Indossano un caschetto che li proietta in una realtà virtuale, l’aria intrisa degli odori più familiari: di fronte a loro si parano un bancone e un barman compiacente, una tabaccheria ben fornita, delle sigarette, accendini e portacenere. I sintomi dell’astinenza si acuiscono, nonostante l’ambiente che li circondi sia fittizio. I pazienti sotto trattamento da realtà virtuale imparano a rinunciare, possono superare le sofferenze fisiche e i vincoli psicologici che li legano alla loro dipendenza.
L’uso della realtà virtuale nella cura delle dipendenze è oggetto di studio da parte di Patrick Bordnick , docente di scienze comportamentali presso lo UH Graduate College of Social Work , autodefinitosi visionario dell’interazione uomo macchina. In uno studio che ha trovato spazio sulla pubblicazione scientifica Addictive Behaviors ha dimostrato che spazi paralleli alla realtà, ambienti simulati, possono costituire un adeguato terreno di sperimentazione per i pazienti che tentano di svincolarsi da una dipendenza .
Le sue aspettative nei confronti della realtà virtuale scaturiscono da un esperimento condotto su 40 alcolisti che non si sottoponevano ad alcun tipo di cura: ha fatto loro indossare un casco, li ha guidati nella simulazione di un evento mondano, dentro ad un bar, ad una festa nella quale potevano accostarsi ad un buffet che esponeva ogni tipo di bevanda. Erano simulazioni fornite da Virtually Better , azienda specializzata in soluzioni di realtà virtuale per combattere dipendenze e paure: i mondi paralleli che allestisce, oltre a simulare delle situazioni che il soggetto ha timore di affrontare, pullulano di striscianti tentatori imbottiti di sigarette, e equipaggiati di ogni tipo di alcolico. All’occorrenza compaiono anche ammiccanti spacciatori, ambienti dalla luce soffusa e quanto serve per allestire un’assunzione delle sostanze più disparate.
Ma la simulazione a cui Bordnick ha sottoposto il gruppo di soggetti era ancora più realistica: gli avatar che ordinariamente popolano i campi di prova di Virtually Better sono stati sostituiti da attori reali , mentre nell’ambiente in cui si è effettuato il test sono stati diffusi gli odori che si percepiscono nelle situazioni messe in scena: quello acre del fumo di sigaretta, quello pungente del gin, i profumi che si percepiscono ad una festa.

* * * *

*Esercizi proposti*:
• a. Riscrivi in forma di elenco puntato il paragrafo del testo sulla realtà virtuale che inizia con "Le sue aspettative nei confronti della realtà virtuale", conservandone i fatti principali.
• b. Rispondi alle seguenti domande basandoti sul testo sulla realtà virtuale:
(i) Su quale pubblicazione scientifica è apparso lo studio di Bordnick?
(ii) Quanti alcolisti hanno preso parte all'esperimento?
(iii) Da chi sono stati sostituiti gli avatar nella simulazione usata da Bordnick?
• c. Prosegui il testo sulla realtà virtuale a partire dal punto in cui si interrompe.

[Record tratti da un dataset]
* * * *

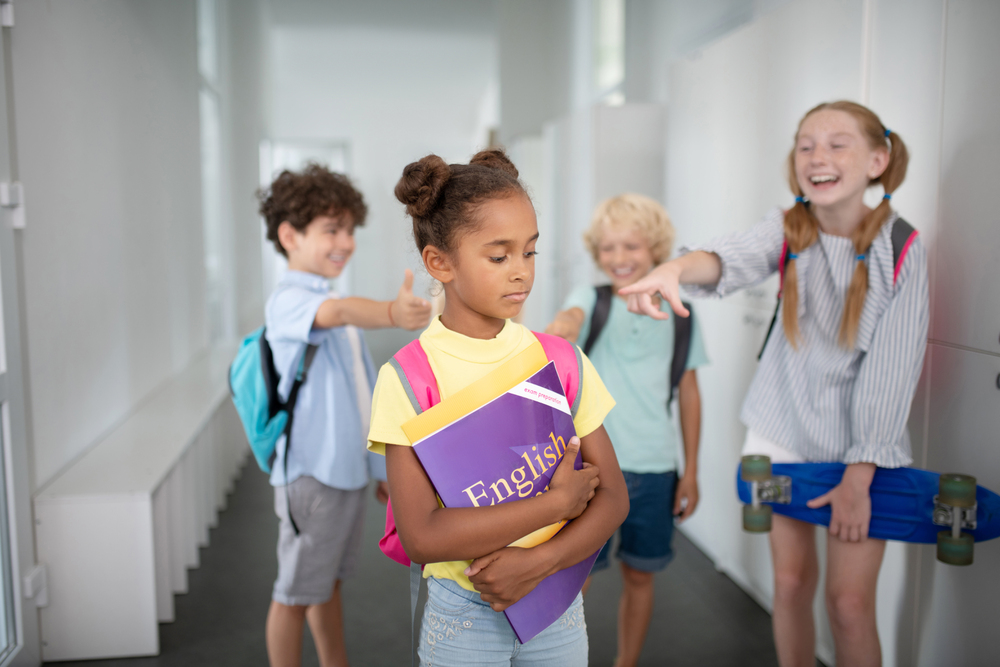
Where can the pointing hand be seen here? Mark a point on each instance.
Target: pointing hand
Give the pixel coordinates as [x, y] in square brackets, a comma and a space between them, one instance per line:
[409, 311]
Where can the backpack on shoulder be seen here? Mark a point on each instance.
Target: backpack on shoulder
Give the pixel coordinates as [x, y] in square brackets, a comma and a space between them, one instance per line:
[682, 336]
[902, 236]
[253, 385]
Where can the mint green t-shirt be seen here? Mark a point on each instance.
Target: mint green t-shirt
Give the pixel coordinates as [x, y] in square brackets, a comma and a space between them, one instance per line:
[633, 357]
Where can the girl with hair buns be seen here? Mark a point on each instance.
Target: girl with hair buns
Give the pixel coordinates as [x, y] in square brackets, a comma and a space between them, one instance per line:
[475, 228]
[837, 377]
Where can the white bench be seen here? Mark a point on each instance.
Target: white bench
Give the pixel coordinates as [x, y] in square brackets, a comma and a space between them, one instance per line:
[119, 528]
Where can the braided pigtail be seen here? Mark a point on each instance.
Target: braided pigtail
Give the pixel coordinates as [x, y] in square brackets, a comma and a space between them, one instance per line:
[868, 230]
[801, 231]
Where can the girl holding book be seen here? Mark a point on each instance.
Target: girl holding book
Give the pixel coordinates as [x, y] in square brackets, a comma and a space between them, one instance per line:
[475, 228]
[838, 373]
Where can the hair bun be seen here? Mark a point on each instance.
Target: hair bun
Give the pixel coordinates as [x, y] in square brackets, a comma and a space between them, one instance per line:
[494, 158]
[421, 185]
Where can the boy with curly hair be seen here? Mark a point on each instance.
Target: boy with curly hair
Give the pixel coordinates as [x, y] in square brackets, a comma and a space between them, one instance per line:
[311, 217]
[634, 354]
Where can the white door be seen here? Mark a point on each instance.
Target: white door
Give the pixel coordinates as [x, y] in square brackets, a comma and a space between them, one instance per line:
[19, 639]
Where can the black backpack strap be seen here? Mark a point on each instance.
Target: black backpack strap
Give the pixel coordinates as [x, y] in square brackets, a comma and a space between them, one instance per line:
[598, 318]
[682, 350]
[902, 236]
[289, 406]
[777, 306]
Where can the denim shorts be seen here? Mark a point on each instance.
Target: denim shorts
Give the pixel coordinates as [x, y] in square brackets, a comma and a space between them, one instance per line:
[460, 630]
[645, 536]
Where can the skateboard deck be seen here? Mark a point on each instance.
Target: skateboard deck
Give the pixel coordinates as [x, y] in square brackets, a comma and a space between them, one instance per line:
[903, 501]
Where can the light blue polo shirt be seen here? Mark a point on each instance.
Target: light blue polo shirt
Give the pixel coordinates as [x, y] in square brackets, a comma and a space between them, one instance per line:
[327, 439]
[633, 356]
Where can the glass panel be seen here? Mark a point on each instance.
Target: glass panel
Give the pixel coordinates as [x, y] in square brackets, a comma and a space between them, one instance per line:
[216, 284]
[276, 156]
[609, 46]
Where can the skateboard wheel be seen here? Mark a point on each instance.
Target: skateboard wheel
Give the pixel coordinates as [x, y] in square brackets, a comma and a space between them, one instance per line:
[957, 490]
[757, 519]
[955, 550]
[755, 468]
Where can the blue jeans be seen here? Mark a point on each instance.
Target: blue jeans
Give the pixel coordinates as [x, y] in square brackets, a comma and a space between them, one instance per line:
[460, 630]
[649, 527]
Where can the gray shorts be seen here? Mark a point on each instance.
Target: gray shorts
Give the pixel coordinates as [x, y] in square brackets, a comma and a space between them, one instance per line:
[331, 523]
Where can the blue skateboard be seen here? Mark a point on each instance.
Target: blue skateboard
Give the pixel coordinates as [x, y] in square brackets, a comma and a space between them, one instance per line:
[908, 504]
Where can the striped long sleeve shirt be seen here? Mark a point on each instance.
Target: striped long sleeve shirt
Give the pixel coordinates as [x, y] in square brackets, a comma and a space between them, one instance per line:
[822, 401]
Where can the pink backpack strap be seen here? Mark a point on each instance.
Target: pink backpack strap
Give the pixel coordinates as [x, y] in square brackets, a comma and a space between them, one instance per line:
[569, 365]
[417, 378]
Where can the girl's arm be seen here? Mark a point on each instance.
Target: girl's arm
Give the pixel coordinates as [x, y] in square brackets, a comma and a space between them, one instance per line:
[505, 576]
[883, 392]
[698, 267]
[725, 264]
[689, 406]
[406, 311]
[567, 324]
[433, 534]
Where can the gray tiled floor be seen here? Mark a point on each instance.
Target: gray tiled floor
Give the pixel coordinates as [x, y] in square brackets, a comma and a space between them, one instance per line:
[701, 617]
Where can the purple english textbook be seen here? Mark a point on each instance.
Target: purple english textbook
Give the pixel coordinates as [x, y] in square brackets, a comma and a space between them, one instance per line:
[505, 450]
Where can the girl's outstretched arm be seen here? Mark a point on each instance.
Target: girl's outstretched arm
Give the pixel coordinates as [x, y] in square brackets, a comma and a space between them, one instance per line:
[698, 267]
[407, 311]
[507, 575]
[433, 534]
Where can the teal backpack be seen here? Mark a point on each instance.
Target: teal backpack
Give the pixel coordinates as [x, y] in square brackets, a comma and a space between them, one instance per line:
[253, 384]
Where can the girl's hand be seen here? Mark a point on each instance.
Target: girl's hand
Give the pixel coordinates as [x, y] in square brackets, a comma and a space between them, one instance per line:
[572, 489]
[408, 311]
[686, 498]
[567, 324]
[663, 280]
[850, 503]
[505, 576]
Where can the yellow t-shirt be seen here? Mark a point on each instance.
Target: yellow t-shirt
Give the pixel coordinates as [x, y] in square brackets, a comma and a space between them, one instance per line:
[457, 361]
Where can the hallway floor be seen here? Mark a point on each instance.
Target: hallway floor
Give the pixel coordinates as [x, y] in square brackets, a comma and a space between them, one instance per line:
[701, 617]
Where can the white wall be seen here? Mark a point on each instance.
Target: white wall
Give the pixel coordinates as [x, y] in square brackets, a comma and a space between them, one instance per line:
[246, 69]
[106, 104]
[394, 94]
[929, 69]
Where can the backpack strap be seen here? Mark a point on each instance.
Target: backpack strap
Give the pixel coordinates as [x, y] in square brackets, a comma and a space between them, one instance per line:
[782, 265]
[416, 376]
[599, 316]
[902, 236]
[569, 366]
[289, 407]
[682, 350]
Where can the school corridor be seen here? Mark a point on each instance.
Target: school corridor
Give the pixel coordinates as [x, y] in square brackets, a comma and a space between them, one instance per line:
[701, 617]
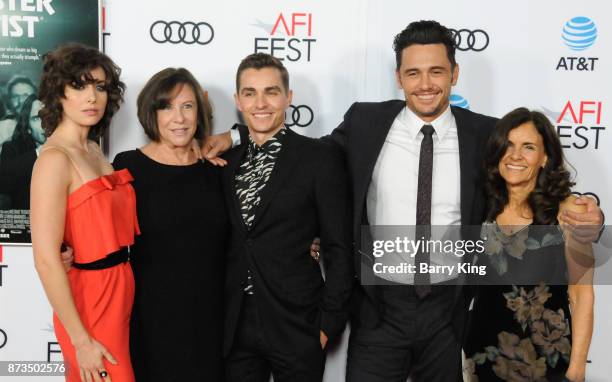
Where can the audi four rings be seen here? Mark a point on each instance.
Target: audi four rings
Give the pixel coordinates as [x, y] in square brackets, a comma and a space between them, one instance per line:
[465, 39]
[176, 32]
[298, 116]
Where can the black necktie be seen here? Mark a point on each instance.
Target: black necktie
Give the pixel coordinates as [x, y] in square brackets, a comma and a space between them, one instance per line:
[422, 282]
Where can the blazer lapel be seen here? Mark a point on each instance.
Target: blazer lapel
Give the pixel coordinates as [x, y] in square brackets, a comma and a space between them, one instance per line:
[287, 159]
[467, 161]
[372, 142]
[234, 158]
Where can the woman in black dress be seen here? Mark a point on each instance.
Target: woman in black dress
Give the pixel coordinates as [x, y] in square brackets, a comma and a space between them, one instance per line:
[178, 260]
[521, 327]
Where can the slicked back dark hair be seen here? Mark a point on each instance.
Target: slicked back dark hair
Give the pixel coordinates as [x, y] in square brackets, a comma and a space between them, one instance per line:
[553, 183]
[424, 32]
[158, 93]
[260, 61]
[71, 65]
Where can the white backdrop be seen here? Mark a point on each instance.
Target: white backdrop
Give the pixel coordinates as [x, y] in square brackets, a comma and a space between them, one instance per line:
[345, 55]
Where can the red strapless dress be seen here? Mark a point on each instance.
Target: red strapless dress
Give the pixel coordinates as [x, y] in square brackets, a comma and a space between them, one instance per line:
[100, 219]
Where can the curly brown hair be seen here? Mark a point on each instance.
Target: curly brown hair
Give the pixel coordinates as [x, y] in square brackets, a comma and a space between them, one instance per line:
[71, 65]
[553, 183]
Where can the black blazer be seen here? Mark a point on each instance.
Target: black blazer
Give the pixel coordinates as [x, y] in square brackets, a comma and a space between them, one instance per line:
[306, 197]
[361, 135]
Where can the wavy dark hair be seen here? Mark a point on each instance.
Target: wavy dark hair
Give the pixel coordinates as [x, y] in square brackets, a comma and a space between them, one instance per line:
[22, 137]
[157, 94]
[553, 184]
[424, 32]
[70, 65]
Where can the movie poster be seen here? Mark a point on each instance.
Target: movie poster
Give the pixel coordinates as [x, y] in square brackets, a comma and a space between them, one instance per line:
[29, 29]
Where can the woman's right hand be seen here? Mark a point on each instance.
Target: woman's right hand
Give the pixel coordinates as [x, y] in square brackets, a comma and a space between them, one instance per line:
[90, 354]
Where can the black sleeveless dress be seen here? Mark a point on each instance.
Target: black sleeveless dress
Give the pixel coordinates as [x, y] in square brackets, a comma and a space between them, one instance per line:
[520, 323]
[176, 329]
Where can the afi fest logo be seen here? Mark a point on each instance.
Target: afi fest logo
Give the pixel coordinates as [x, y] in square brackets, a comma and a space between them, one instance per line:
[579, 124]
[2, 266]
[578, 34]
[290, 37]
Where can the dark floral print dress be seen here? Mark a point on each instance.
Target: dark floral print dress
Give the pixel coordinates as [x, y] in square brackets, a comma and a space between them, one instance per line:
[520, 323]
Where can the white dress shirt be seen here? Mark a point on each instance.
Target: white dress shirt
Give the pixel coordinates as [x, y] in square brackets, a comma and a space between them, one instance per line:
[392, 194]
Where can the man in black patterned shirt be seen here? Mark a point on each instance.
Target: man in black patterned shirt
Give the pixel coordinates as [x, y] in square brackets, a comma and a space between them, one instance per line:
[283, 190]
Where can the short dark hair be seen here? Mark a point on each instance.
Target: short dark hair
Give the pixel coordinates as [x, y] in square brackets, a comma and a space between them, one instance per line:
[70, 65]
[553, 184]
[260, 61]
[424, 32]
[19, 79]
[157, 94]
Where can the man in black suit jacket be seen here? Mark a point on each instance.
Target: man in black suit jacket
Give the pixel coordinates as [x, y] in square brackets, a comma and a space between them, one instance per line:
[282, 191]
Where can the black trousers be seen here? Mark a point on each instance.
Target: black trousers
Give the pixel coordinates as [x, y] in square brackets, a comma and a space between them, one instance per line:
[414, 339]
[252, 359]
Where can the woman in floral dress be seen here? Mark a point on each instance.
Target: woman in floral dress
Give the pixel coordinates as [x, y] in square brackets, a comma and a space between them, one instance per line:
[521, 328]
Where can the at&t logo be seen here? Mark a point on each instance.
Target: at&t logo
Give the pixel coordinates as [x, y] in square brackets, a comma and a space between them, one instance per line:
[584, 127]
[578, 34]
[176, 32]
[296, 46]
[3, 338]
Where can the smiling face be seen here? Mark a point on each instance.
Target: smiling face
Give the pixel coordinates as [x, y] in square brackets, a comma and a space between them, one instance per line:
[84, 105]
[524, 157]
[262, 99]
[426, 76]
[177, 121]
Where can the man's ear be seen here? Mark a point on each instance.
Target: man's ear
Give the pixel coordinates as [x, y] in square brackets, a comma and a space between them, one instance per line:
[398, 80]
[455, 75]
[237, 101]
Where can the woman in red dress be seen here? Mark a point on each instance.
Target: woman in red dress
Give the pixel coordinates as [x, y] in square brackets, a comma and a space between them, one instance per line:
[77, 198]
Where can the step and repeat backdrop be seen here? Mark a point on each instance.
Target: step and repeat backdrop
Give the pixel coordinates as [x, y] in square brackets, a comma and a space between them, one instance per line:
[553, 56]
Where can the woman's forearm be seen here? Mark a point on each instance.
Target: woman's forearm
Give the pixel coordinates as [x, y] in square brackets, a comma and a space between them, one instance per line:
[581, 305]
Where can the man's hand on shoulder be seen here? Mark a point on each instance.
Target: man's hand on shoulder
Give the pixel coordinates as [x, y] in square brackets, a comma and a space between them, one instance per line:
[214, 146]
[584, 218]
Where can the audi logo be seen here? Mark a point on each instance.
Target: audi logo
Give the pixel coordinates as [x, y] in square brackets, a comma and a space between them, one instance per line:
[176, 32]
[300, 116]
[465, 39]
[587, 194]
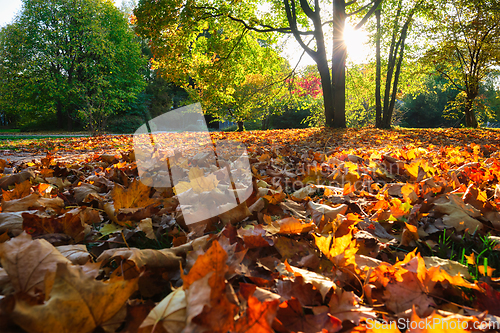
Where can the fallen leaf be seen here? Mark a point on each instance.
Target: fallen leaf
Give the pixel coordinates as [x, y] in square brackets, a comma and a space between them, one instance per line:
[77, 303]
[27, 261]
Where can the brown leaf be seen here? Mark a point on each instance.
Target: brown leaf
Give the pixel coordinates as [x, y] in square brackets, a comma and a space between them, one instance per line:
[291, 318]
[135, 196]
[77, 254]
[17, 178]
[69, 223]
[166, 258]
[33, 201]
[27, 261]
[12, 222]
[20, 190]
[77, 303]
[169, 313]
[258, 317]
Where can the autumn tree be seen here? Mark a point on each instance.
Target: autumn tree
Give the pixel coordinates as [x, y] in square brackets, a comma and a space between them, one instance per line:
[72, 59]
[467, 48]
[394, 22]
[231, 70]
[305, 20]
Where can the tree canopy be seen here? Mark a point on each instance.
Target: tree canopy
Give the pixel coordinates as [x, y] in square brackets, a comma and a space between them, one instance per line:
[157, 19]
[69, 60]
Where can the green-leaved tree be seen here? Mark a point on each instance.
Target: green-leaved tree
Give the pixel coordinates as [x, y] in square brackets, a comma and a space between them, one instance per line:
[69, 59]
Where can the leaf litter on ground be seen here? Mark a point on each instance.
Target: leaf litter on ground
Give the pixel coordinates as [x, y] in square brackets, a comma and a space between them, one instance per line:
[356, 230]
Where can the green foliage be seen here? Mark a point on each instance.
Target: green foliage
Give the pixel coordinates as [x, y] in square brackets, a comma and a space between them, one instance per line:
[425, 109]
[78, 60]
[466, 51]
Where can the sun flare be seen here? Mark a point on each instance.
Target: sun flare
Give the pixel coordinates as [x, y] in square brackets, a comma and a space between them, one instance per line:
[357, 50]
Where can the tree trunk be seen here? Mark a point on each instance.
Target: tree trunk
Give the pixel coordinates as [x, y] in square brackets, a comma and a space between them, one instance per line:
[326, 86]
[470, 115]
[339, 56]
[240, 126]
[378, 75]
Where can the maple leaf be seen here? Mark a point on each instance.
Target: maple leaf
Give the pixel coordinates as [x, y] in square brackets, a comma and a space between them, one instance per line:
[135, 196]
[258, 317]
[291, 318]
[435, 323]
[69, 223]
[167, 258]
[338, 249]
[291, 225]
[77, 303]
[215, 312]
[12, 222]
[33, 201]
[458, 215]
[344, 305]
[77, 253]
[169, 313]
[20, 190]
[409, 283]
[322, 283]
[200, 183]
[26, 261]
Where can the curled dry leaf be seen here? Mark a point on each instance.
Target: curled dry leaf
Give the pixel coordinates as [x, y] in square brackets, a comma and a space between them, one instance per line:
[322, 283]
[69, 223]
[166, 258]
[77, 254]
[457, 214]
[20, 190]
[16, 178]
[169, 313]
[27, 261]
[291, 225]
[77, 303]
[33, 201]
[13, 222]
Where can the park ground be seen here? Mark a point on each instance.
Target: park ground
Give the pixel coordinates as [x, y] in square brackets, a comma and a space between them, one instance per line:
[345, 231]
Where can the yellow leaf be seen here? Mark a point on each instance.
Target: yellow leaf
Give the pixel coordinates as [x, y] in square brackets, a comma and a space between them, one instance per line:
[77, 303]
[200, 183]
[170, 313]
[181, 187]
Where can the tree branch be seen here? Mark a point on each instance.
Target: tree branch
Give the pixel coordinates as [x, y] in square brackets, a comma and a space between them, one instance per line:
[370, 12]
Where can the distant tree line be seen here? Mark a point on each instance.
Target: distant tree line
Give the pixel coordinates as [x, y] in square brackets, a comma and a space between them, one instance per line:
[84, 64]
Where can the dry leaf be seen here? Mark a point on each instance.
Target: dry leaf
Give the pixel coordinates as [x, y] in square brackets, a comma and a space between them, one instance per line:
[27, 261]
[77, 303]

* * * *

*Soluzioni degli esercizi*:
• a.
- Le aspettative di Bordnick nascono da un esperimento su 40 alcolisti che non seguivano alcuna cura.
- I soggetti, con un casco indosso, sono stati guidati nella simulazione di un evento mondano: un bar, una festa con un buffet di ogni tipo di bevanda.
- Le simulazioni erano fornite da Virtually Better, azienda specializzata in soluzioni di realtà virtuale contro dipendenze e paure.
- I mondi di Virtually Better simulano situazioni temute dal soggetto e sono popolati da tentatori con sigarette e alcolici di ogni tipo.
- All'occorrenza vi compaiono anche spacciatori, ambienti dalla luce soffusa e quanto serve per l'assunzione delle sostanze più diverse.

• b.
(i) Su Addictive Behaviors.
(ii) 40.
(iii) Da attori reali.

• c.
Ciascuno dei soggetti coinvolti nel test, per i 18 minuti di immersione nell’evento simulato, ha operato un’autovalutazione della propria condizione: ha espresso in pressioni del joystick l’intensità dell’attenzione che dedicava al proprio drink preferito, e la severità dei sintomi dell’astinenza. All’esperimento è seguita un’intervista, nella quale i soggetti hanno potuto tradurre in parole le sensazioni provate: Bordnick ha osservato che l’intero gruppo si è immerso nella realtà simulata come se fosse un ambiente reale .
Vedere una bottiglia attraverso il caschetto ha innescato in loro le stesse reazioni che avrebbero sperimentato in presenza di una vera bottiglia: il desiderio incontrollabile di impugnare il bicchiere, il tremito della mano per afferrarlo, il pensiero totalizzante dell’alcol. “Abbiamo riscontrato che i partecipanti al test hanno avuto delle risposte reali agli stimoli simulati” ha annunciato Bordnick: gli ambienti virtuali, a parere dello studioso, potrebbero dunque soppiantare le simulazioni che il terapista effettua con il paziente con il solo ausilio dell’immaginazione.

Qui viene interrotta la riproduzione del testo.